PROVIDED INFORMATION

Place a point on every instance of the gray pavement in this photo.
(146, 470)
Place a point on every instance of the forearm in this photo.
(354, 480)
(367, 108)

WORK REQUEST
The line with "Place a point on every instance of the forearm" and every line after it up to the end of the entries: output those exactly, and only those.

SOLUTION TO THIS EXERCISE
Place a point on every instance of the forearm in this photo.
(354, 480)
(367, 108)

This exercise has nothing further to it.